• Problem to solve:
Since the entries below must stay intact, return each one exactly.

• Source material:
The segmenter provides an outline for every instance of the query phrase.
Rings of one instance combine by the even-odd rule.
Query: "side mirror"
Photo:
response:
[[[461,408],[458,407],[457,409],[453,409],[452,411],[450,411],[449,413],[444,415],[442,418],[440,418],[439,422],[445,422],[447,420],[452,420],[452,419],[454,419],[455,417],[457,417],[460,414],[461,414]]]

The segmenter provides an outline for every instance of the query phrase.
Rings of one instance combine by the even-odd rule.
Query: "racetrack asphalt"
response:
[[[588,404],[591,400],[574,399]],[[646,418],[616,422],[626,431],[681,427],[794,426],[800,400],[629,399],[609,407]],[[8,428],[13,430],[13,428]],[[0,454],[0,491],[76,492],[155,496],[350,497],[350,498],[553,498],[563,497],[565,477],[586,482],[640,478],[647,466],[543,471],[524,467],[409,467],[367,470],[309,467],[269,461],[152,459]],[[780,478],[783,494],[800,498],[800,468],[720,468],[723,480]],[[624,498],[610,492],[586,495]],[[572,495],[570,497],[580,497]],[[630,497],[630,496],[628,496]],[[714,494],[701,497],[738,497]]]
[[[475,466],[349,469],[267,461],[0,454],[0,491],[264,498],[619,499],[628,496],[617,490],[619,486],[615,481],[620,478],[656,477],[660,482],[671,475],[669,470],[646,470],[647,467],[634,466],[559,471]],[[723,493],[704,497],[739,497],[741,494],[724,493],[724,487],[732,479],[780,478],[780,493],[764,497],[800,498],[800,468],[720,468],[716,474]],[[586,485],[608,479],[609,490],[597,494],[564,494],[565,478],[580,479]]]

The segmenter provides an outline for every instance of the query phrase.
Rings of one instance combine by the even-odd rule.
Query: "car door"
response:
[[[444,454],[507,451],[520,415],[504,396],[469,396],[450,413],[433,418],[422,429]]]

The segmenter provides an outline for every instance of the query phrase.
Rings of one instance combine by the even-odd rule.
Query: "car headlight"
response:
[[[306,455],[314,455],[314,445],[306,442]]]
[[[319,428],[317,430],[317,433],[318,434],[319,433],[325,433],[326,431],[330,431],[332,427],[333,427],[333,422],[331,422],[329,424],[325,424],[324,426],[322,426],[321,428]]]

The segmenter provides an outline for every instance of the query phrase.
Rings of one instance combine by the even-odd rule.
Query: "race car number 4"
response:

• Solution below:
The segmenter provides an outline for every instance of the query phrase.
Rings of one instance combine by the even-odd rule.
Query: "side mirror"
Photo:
response:
[[[461,408],[458,407],[457,409],[453,409],[452,411],[450,411],[449,413],[444,415],[442,418],[440,418],[439,422],[445,422],[447,420],[452,420],[452,419],[454,419],[455,417],[457,417],[460,414],[461,414]]]

The segmenter provides an outline for every instance of the query phrase.
Rings of one instance combine by the even-odd rule.
Query: "racetrack asphalt"
response:
[[[588,404],[591,400],[574,399]],[[646,418],[616,422],[626,431],[681,427],[794,426],[800,400],[629,399],[609,407]],[[8,428],[13,430],[13,428]],[[0,454],[0,491],[76,492],[155,496],[350,497],[350,498],[553,498],[563,497],[565,477],[586,482],[640,478],[647,466],[543,471],[524,467],[409,467],[367,470],[309,467],[269,461],[152,459]],[[780,478],[783,494],[800,498],[800,468],[720,468],[723,480]],[[624,498],[610,492],[586,495]],[[572,495],[570,497],[580,497]],[[630,497],[630,496],[628,496]],[[714,494],[701,497],[738,497]]]
[[[475,466],[349,469],[267,461],[0,454],[0,491],[264,498],[619,499],[628,496],[617,490],[619,486],[615,481],[620,478],[656,477],[660,482],[671,475],[669,470],[646,470],[647,467],[634,466],[559,471]],[[723,493],[704,497],[739,497],[741,494],[724,493],[724,487],[732,479],[780,478],[780,493],[764,497],[800,498],[800,468],[720,468],[716,474]],[[586,485],[608,479],[609,490],[597,494],[564,494],[565,478],[580,479]]]

The segmenter provides an outline for every instance of the query phrase.
Rings of one instance combine by the even-odd rule.
Query: "car door"
response:
[[[444,454],[507,451],[520,415],[504,396],[469,396],[450,413],[433,418],[422,429]]]

The segmenter provides an outline for every instance of the query phrase.
Rings of one instance combine by the even-odd rule.
Query: "car headlight"
response:
[[[306,455],[314,455],[314,445],[306,442]]]
[[[319,428],[317,430],[317,433],[318,434],[319,433],[325,433],[326,431],[330,431],[332,427],[333,427],[333,422],[331,422],[329,424],[325,424],[324,426],[322,426],[321,428]]]

The segmenter provides an outline for every instance of the query phrase.
Rings of one instance combine by the even-odd rule.
Query: "race car number 4"
response:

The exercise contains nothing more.